> EXCERPT TO READ
--- START ---

But we know better. Since the 1980s the U.S. government has deliberately created the conditions for wealth to accumulate at the top, while systematically working to drain more of it from those at the lower end of the economic scale.
How does this happen? Very simple. It's deliberate and, as I pointed out in an earlier post, it's happened before. History helps us see how it's happened, and how we're cutting our own throats in the process.
Arnold Toynbee, author of the epic A Study of History, believed that there was nothing in the biology, geography, or mysticism of a civilization that determined their destinies. In his view, theories of master races, an abundance of natural resources, or Manifest Destiny-like visions don't determine history. What determines a society's ability to adapt, survive, and prosper as a civilization is the way it responds to collective challenges.
Toynbee believed how great civilizations - or at least the 21 or so civilizations that he located - responded to challenges depended on how "creative minorities" acted when confronted with protracted problems.
It could be spiritual, as was the case when the Catholic Church responded to the Dark Ages by organizing Germanic tribes and kingdoms into a single religious (and Catholic) community. This helped make the Dark Ages less dark, and set the stage for the emergence of feudalism and, eventually, the rise of our modern nation-state system by 1648.
Historian Arnold J. Toynbee |
Responding to challenges could also be physical, as when the Sumerians organized society to drain and reconstitute the swamps of present day Iraq, in the process building large scale irrigation systems that allowed the agriculture revolution in the region to take off. The ability of the United States to conquer the vast expanse of the continent with canals, the railroads, and the Army Corps of Engineers is evidence of responding to the collective challenge of geography too.

--- END ---

Stored data entries:

--- START ---

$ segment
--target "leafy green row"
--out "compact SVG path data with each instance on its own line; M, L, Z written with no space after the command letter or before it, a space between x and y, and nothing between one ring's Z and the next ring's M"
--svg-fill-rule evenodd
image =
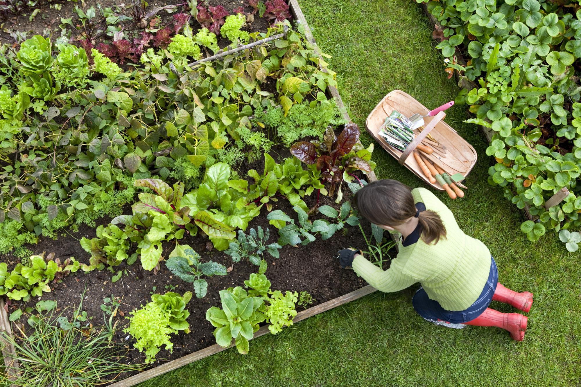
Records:
M278 24L250 36L282 30ZM127 72L95 49L58 45L55 55L40 35L16 52L2 47L2 252L15 235L26 235L20 244L35 235L56 238L66 225L94 226L98 216L119 214L132 200L134 179L173 178L191 188L217 161L239 162L246 152L256 159L273 142L253 128L265 127L253 118L255 109L281 104L286 116L300 101L311 111L297 114L336 112L324 94L336 85L335 73L320 70L324 62L299 33L191 67L191 51L178 46L197 36L174 37L171 52L148 51L142 66ZM266 91L275 83L277 92ZM318 121L329 122L320 131L305 134L322 134L336 121L336 113L325 117Z
M45 259L42 255L33 255L16 264L11 272L8 264L0 263L0 296L27 301L31 297L42 297L51 291L49 283L59 281L63 277L76 272L80 264L73 257L62 263L53 255Z

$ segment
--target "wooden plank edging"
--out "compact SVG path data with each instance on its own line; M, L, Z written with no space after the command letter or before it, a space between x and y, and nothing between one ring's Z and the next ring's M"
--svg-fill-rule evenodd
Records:
M291 0L292 1L292 0ZM428 15L428 19L429 20L430 22L432 23L432 28L437 27L438 28L443 30L444 27L440 24L437 19L428 10L428 5L426 3L421 3L422 9L424 9L424 12L425 12L426 15ZM456 51L458 51L458 48L456 48ZM466 62L464 60L464 58L462 55L457 56L458 59L458 63L462 66L466 66ZM465 77L460 78L458 74L458 72L454 70L454 77L458 81L458 85L460 87L466 88L466 89L472 89L478 86L476 85L476 83L474 81L471 81ZM480 131L484 134L485 137L486 138L486 140L488 141L489 144L492 141L492 136L494 134L494 131L492 129L490 128L487 128L486 127L482 126L482 125L478 125L479 128L480 128ZM566 193L565 194L565 192ZM568 196L569 196L569 190L566 188L564 187L561 188L556 193L553 195L551 198L550 198L545 202L545 208L548 209L554 206L556 206L565 199ZM525 213L525 216L526 218L529 220L536 221L539 219L539 217L533 216L531 213L530 211L529 210L529 207L528 205L525 205L525 208L523 209L523 212Z
M315 314L322 313L324 311L332 309L337 306L346 304L350 301L358 299L362 297L367 296L368 294L373 293L376 290L376 289L374 289L370 285L363 286L363 288L358 289L350 293L347 293L347 294L341 296L340 297L334 298L332 300L327 301L327 302L324 302L315 306L313 306L311 308L309 308L308 309L305 309L302 311L299 312L297 313L296 316L295 316L293 319L293 322L298 322L299 321L308 318L309 317L315 316ZM260 329L254 334L253 338L255 339L257 337L263 336L269 333L270 333L270 331L268 330L268 326L264 325L264 327L261 327ZM144 371L141 374L138 374L134 376L130 377L116 383L114 383L113 384L109 385L109 387L130 387L130 386L134 386L138 383L145 382L145 381L155 378L156 377L158 377L160 375L163 375L170 372L170 371L178 368L183 365L185 365L186 364L189 364L191 363L196 361L196 360L199 360L200 359L207 357L207 356L215 353L221 352L222 351L228 349L228 348L231 348L233 346L235 346L234 343L231 344L229 347L227 347L226 348L223 348L217 344L214 344L214 345L211 345L209 347L207 347L203 349L196 351L196 352L193 352L188 355L182 356L180 359L177 359L175 360L168 361L165 364L162 364L161 365L155 367L153 368Z
M8 318L8 313L4 309L4 298L2 296L0 296L0 331L9 337L12 336L12 328ZM4 340L1 336L0 336L0 346L2 347L2 356L4 359L8 380L13 382L16 380L15 375L18 372L18 362L16 359L16 352L14 346ZM10 385L12 387L16 387L14 384Z

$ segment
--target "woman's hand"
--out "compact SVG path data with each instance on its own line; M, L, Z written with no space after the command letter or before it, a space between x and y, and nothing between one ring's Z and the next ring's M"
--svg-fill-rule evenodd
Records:
M339 259L339 263L340 264L341 267L345 268L350 266L353 263L353 259L354 259L356 254L363 255L363 252L361 250L356 250L353 248L343 249L337 252L337 258Z

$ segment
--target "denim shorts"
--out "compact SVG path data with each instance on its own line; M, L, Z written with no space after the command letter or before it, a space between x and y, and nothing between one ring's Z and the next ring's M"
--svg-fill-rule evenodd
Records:
M412 300L414 309L419 316L431 321L441 320L451 324L463 324L474 320L486 310L496 291L496 284L498 282L498 270L494 259L492 257L491 259L492 262L490 264L490 273L484 285L484 289L478 299L467 309L459 311L446 310L442 307L437 301L430 299L428 293L421 287L415 292Z

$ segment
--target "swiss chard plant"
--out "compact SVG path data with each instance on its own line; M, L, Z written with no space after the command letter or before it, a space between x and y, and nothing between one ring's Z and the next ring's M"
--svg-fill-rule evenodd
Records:
M166 267L180 279L191 282L193 286L196 297L206 296L208 283L206 277L225 275L226 267L216 262L202 262L200 255L188 245L179 245L166 261Z
M336 184L342 182L344 176L349 181L352 181L346 177L350 172L360 170L367 173L375 167L375 163L371 161L370 150L352 152L359 140L359 127L353 123L346 124L338 136L329 127L322 141L296 142L291 147L290 153L321 171L322 179L331 184L329 195L332 196Z
M114 232L103 234L101 237L81 241L83 247L90 251L93 261L84 270L89 270L101 264L103 258L117 264L127 258L127 239L137 243L137 254L141 266L146 270L152 270L157 266L163 253L162 243L172 239L181 239L185 232L195 235L197 228L192 223L190 209L181 203L184 196L184 184L174 184L172 189L167 183L157 179L136 180L135 187L144 187L155 193L141 192L139 200L131 208L132 215L121 215L111 221ZM116 226L124 224L123 231ZM102 229L103 230L105 229ZM105 241L103 241L103 239ZM101 247L101 245L104 247ZM101 252L105 252L103 256ZM112 257L109 257L109 252ZM112 256L114 253L114 256ZM101 260L99 257L101 257Z
M81 238L81 246L91 255L89 264L83 265L85 271L94 268L101 270L105 263L110 266L119 265L129 256L127 254L131 247L129 236L118 226L99 225L96 235L91 239L84 236Z
M238 230L238 239L231 242L225 252L232 257L233 262L248 259L250 263L260 266L264 259L265 252L275 258L279 256L278 250L282 246L276 243L268 243L270 238L270 230L268 228L264 231L259 226L257 231L250 228L248 236L242 230Z
M27 257L10 272L5 262L0 263L0 296L25 302L31 297L42 297L51 291L51 281L57 282L80 267L73 257L61 263L58 259L53 260L53 256L51 253L46 258L44 255Z
M248 341L264 321L264 301L260 297L249 296L241 286L220 291L222 308L213 306L206 312L206 319L216 327L216 342L227 347L232 340L238 352L248 353Z
M249 203L248 182L229 179L230 167L216 163L209 168L198 189L184 195L181 202L192 214L192 220L220 250L228 248L236 228L242 230L259 215L262 205Z

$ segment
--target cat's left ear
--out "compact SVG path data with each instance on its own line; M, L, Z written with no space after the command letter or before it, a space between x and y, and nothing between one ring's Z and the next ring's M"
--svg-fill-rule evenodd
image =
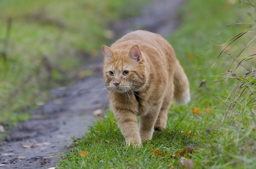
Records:
M141 52L138 45L136 44L132 46L129 51L128 55L136 59L139 63L140 63L142 60Z
M104 45L102 45L102 50L105 55L107 58L113 57L114 55L114 52L110 48Z

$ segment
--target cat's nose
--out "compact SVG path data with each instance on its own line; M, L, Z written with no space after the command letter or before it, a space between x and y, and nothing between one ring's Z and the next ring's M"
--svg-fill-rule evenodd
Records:
M118 82L114 82L113 83L114 84L114 85L117 87L117 86L120 84L120 83Z

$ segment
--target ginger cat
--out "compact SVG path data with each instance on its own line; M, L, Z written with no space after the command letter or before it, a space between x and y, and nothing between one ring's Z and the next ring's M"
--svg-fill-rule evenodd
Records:
M102 48L111 107L126 142L139 146L154 129L166 128L173 98L180 104L190 101L188 78L171 45L159 35L137 31Z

--- END ---

Retype everything in the excerpt on Toynbee and civilizational challenges from "It could be" down to "system by 1648.".

It could be spiritual, as was the case when the Catholic Church responded to the Dark Ages by organizing Germanic tribes and kingdoms into a single religious (and Catholic) community. This helped make the Dark Ages less dark, and set the stage for the emergence of feudalism and, eventually, the rise of our modern nation-state system by 1648.